::: Task inputs :::
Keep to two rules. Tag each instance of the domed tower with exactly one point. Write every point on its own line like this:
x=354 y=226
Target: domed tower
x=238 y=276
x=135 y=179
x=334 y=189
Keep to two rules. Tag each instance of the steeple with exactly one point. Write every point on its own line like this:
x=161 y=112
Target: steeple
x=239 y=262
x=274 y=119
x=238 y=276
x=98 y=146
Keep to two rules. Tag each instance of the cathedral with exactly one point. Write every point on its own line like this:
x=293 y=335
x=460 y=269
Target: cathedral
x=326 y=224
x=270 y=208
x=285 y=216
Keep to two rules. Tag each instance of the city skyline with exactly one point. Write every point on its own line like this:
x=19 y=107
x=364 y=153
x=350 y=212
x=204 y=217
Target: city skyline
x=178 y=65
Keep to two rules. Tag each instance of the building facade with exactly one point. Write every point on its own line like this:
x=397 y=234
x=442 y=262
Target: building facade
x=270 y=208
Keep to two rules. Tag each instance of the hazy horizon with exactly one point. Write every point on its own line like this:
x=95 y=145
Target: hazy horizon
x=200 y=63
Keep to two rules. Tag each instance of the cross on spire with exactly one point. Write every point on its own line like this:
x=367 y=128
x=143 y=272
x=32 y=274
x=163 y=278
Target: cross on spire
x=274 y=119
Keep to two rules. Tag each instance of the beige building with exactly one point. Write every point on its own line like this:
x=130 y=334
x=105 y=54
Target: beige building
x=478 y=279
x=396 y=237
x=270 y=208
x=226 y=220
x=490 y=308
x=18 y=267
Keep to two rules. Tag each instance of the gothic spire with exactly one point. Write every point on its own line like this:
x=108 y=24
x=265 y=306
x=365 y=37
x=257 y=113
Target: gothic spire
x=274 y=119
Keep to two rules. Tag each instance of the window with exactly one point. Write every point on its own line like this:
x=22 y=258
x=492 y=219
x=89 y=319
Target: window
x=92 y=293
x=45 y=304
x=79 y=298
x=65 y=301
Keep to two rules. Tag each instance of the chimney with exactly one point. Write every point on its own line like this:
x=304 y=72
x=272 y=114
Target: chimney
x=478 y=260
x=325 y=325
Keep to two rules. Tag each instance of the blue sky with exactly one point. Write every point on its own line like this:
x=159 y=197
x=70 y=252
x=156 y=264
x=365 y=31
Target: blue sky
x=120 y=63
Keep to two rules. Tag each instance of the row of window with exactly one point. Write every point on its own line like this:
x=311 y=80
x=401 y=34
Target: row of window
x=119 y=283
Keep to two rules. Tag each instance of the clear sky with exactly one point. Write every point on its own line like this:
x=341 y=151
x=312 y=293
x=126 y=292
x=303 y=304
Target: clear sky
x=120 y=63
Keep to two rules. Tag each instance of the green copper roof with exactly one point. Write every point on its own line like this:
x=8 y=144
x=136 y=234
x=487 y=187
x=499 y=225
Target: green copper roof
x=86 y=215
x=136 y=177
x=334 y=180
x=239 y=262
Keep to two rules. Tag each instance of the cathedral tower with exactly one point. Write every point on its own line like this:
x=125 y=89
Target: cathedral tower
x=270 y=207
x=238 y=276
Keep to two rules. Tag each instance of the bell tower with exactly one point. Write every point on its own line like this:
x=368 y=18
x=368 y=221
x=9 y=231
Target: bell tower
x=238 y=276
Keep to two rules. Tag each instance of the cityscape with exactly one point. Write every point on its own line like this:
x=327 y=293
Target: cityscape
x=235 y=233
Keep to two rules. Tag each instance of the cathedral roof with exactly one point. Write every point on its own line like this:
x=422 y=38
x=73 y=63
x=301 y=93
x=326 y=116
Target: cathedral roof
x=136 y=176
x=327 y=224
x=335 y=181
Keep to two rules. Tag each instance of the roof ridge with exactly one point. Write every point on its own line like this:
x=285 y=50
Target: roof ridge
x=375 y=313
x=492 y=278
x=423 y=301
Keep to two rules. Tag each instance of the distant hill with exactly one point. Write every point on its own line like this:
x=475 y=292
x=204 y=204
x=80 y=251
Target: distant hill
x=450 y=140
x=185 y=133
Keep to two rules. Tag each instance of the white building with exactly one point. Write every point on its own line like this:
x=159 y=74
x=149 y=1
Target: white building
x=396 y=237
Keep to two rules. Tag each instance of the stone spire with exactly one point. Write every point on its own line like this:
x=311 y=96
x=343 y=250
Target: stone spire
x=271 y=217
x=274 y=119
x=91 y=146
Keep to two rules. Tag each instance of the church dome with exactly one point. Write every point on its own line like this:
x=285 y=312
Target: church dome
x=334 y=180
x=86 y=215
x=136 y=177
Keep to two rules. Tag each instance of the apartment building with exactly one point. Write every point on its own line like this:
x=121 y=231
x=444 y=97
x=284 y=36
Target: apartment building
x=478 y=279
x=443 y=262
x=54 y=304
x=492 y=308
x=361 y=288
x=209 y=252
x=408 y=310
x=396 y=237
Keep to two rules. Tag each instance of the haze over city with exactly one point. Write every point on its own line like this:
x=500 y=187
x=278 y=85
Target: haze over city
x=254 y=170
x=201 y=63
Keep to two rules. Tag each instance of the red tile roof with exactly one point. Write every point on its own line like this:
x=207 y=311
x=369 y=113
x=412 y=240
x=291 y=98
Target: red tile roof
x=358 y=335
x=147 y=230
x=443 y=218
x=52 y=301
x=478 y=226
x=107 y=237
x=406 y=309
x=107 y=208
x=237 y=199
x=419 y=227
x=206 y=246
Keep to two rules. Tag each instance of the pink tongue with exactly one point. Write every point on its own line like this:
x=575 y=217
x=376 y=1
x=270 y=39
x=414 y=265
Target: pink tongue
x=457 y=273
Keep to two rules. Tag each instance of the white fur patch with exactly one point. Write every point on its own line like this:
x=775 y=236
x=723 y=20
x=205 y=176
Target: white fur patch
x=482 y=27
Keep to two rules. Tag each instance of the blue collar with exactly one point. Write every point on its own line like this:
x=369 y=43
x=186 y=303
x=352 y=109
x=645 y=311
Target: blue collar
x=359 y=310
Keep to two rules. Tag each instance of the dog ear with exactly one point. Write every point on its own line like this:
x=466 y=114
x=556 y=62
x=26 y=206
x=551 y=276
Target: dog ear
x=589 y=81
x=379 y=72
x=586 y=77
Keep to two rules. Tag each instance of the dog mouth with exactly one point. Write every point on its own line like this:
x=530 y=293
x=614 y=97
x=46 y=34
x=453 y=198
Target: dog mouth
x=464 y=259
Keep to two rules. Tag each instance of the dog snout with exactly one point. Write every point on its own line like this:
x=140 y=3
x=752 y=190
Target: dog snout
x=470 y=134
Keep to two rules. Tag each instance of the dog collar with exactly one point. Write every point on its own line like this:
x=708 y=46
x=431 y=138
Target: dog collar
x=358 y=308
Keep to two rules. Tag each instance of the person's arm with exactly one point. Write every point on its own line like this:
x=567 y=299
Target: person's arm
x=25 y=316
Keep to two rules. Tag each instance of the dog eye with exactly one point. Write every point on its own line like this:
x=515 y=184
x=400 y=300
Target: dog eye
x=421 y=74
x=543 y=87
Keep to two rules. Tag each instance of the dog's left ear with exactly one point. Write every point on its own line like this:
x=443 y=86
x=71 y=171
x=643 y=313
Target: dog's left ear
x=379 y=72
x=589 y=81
:::
* **Task brief**
Go through all of the records above and swap "Tag each instance" for "Mark each instance", leaving every other part of the lines as it is.

* **Response**
Keep to two rules. Mark each instance of the domed tower with exactly one point. Write every point on its own line like this:
x=354 y=226
Target: domed tower
x=238 y=276
x=135 y=179
x=334 y=189
Keep to two rules. Mark each instance of the steeple with exactly one point. Write every point on its own line like this:
x=161 y=112
Target: steeple
x=239 y=262
x=274 y=119
x=238 y=276
x=98 y=146
Keep to two rules. Mark each instance of the cathedral with exactly one point. Write every point on its own line like this:
x=293 y=335
x=460 y=269
Target: cathedral
x=326 y=224
x=270 y=208
x=285 y=216
Keep to two rules. Mark each instance of the city skyline with exactly one point. Write every point on its own line like this:
x=19 y=107
x=364 y=153
x=350 y=212
x=204 y=217
Target: city skyline
x=178 y=65
Keep to two rules. Mark each instance of the building facade with exactly one point. Write every point on its own line like this:
x=397 y=234
x=442 y=262
Target: building facade
x=270 y=208
Keep to two rules. Mark each instance of the hazy horizon with exactly one point. Write every point on its own line like this:
x=95 y=145
Target: hazy horizon
x=200 y=63
Keep to two rules. Mark each instance of the cross on spire with exactly one point. Write every point on its own line like this:
x=367 y=128
x=143 y=272
x=32 y=274
x=163 y=278
Target: cross on spire
x=274 y=119
Keep to two rules. Mark each instance of the beige building with exactly one point. Write every point on its own line like this:
x=130 y=334
x=105 y=54
Target: beige building
x=478 y=279
x=396 y=237
x=270 y=208
x=226 y=220
x=490 y=308
x=18 y=267
Keep to two rules. Mark each instance of the gothic spire with exactly one point. Write every point on its own line like this:
x=108 y=24
x=265 y=306
x=365 y=37
x=257 y=113
Target: gothic spire
x=274 y=119
Keep to two rules. Mark each instance of the window with exactly one point. Write every point on its own line like this:
x=22 y=258
x=492 y=219
x=89 y=319
Target: window
x=92 y=293
x=45 y=304
x=79 y=298
x=65 y=301
Keep to two rules. Mark each instance of the chimney with exactly one point. Write every point on its own line like this:
x=304 y=72
x=272 y=114
Target: chimney
x=478 y=260
x=325 y=325
Keep to two rules. Mark each instance of the blue sky with exactly one point. Write every point on its own line like this:
x=159 y=197
x=70 y=252
x=156 y=264
x=365 y=31
Target: blue sky
x=120 y=63
Keep to two rules. Mark each instance of the row of window with exactly one point. Write every point on its own line like this:
x=311 y=80
x=401 y=34
Target: row of window
x=119 y=283
Keep to two rules. Mark each instance of the clear sky with exactly one point. Write every point on its own line like this:
x=341 y=151
x=312 y=293
x=126 y=292
x=303 y=304
Target: clear sky
x=120 y=63
Keep to two rules. Mark each instance of the green copper roof with exactly one point. Write every point on its own line like this:
x=8 y=144
x=136 y=234
x=487 y=187
x=499 y=225
Target: green copper roof
x=86 y=215
x=136 y=177
x=334 y=180
x=239 y=262
Keep to two rules. Mark each instance of the cathedral tower with exactly one point. Write every point on its own line like this:
x=125 y=89
Target: cathedral tower
x=270 y=207
x=238 y=276
Keep to two rules. Mark each instance of the bell tower with exactly one point. Write every point on its own line like this:
x=368 y=18
x=368 y=221
x=9 y=231
Target: bell tower
x=238 y=276
Keep to two rules. Mark each instance of the cityscape with exactly one point. Write every point on its own line like this:
x=327 y=293
Target: cityscape
x=235 y=233
Keep to two rules. Mark each instance of the cathedral roof with exactly one point. Write every point on its own line like this:
x=422 y=38
x=73 y=63
x=301 y=93
x=326 y=116
Target: cathedral roof
x=136 y=176
x=327 y=224
x=335 y=181
Keep to two rules. Mark each instance of the roof ridge with exactly one point. Write every point on its own line like this:
x=285 y=50
Target: roof ridge
x=375 y=313
x=492 y=278
x=423 y=301
Keep to two rules. Mark each instance of the distant hill with exactly one point. Write every point on its own line like this:
x=475 y=292
x=204 y=204
x=80 y=251
Target: distant hill
x=450 y=140
x=185 y=133
Keep to two rules. Mark each instance of the white building with exactly one point. Write every point on its own line like this:
x=159 y=74
x=149 y=1
Target: white building
x=396 y=237
Keep to two rules. Mark each instance of the stone spire with exactly one point. Write every point on its own line like this:
x=311 y=96
x=343 y=250
Target: stone spire
x=271 y=217
x=274 y=119
x=91 y=146
Keep to two rules. Mark each instance of the church dome with exactly one point. Write every point on its own line like this:
x=285 y=312
Target: church dome
x=334 y=180
x=86 y=215
x=136 y=177
Keep to two rules. Mark each instance of the apartment building with exactly one point. Write every point on its own line like this:
x=121 y=231
x=444 y=97
x=284 y=36
Target: apartment building
x=478 y=279
x=443 y=262
x=54 y=304
x=492 y=308
x=361 y=288
x=209 y=252
x=408 y=310
x=396 y=237
Keep to two rules. Mark each instance of the haze over city with exactly one point. Write every point on its own line like this:
x=500 y=187
x=278 y=85
Target: haze over city
x=254 y=170
x=201 y=63
Keep to two rules. Mark each instance of the red tile roof with exactly one point. Write every point on its own line like this:
x=207 y=311
x=369 y=113
x=412 y=240
x=291 y=98
Target: red tile roof
x=358 y=335
x=147 y=230
x=443 y=218
x=52 y=301
x=478 y=226
x=107 y=237
x=406 y=309
x=107 y=208
x=237 y=199
x=419 y=227
x=206 y=246
Keep to two rules. Mark each instance of the pink tongue with exactly one point. Write every point on its own line like this:
x=575 y=217
x=376 y=1
x=270 y=39
x=414 y=265
Target: pink tongue
x=457 y=273
Keep to two rules. Mark each instance of the white fur patch with exactly one point. Write every point on its own line like this:
x=775 y=236
x=723 y=20
x=205 y=176
Target: white fur patch
x=482 y=27
Keep to two rules. Mark each instance of the blue collar with exactly one point. Write every point on its own line like this:
x=369 y=43
x=186 y=303
x=352 y=109
x=645 y=311
Target: blue collar
x=359 y=310
Keep to two rules. Mark each instance of the dog ear with exactly one point. Write every point on its own line like this:
x=466 y=114
x=556 y=62
x=26 y=206
x=551 y=276
Target: dog ear
x=589 y=81
x=379 y=72
x=586 y=77
Keep to two rules. Mark each instance of the dog mouth with exactly one point. Write every point on its own line like this:
x=530 y=293
x=614 y=97
x=46 y=34
x=453 y=198
Target: dog mouth
x=464 y=259
Keep to two rules. Mark each instance of the dog snout with exactly one point. Write every point on its own line like this:
x=140 y=3
x=752 y=190
Target: dog snout
x=470 y=134
Keep to two rules. Mark each instance of the dog collar with exactly one point. Write every point on its own line like this:
x=708 y=46
x=431 y=138
Target: dog collar
x=358 y=308
Keep to two rules. Mark each instance of the person's arm with exactly one point. Write every point on its own line like this:
x=567 y=299
Target: person's arm
x=25 y=316
Keep to two rules. Mark each instance of the dog eye with exactly one point. Write every point on its own line like this:
x=515 y=184
x=400 y=300
Target: dog eye
x=421 y=74
x=543 y=87
Keep to two rules. Mark each instance of the dog's left ear with exactly one point. Write every point on its own line like this:
x=443 y=86
x=71 y=171
x=643 y=313
Target: dog's left ear
x=379 y=72
x=589 y=81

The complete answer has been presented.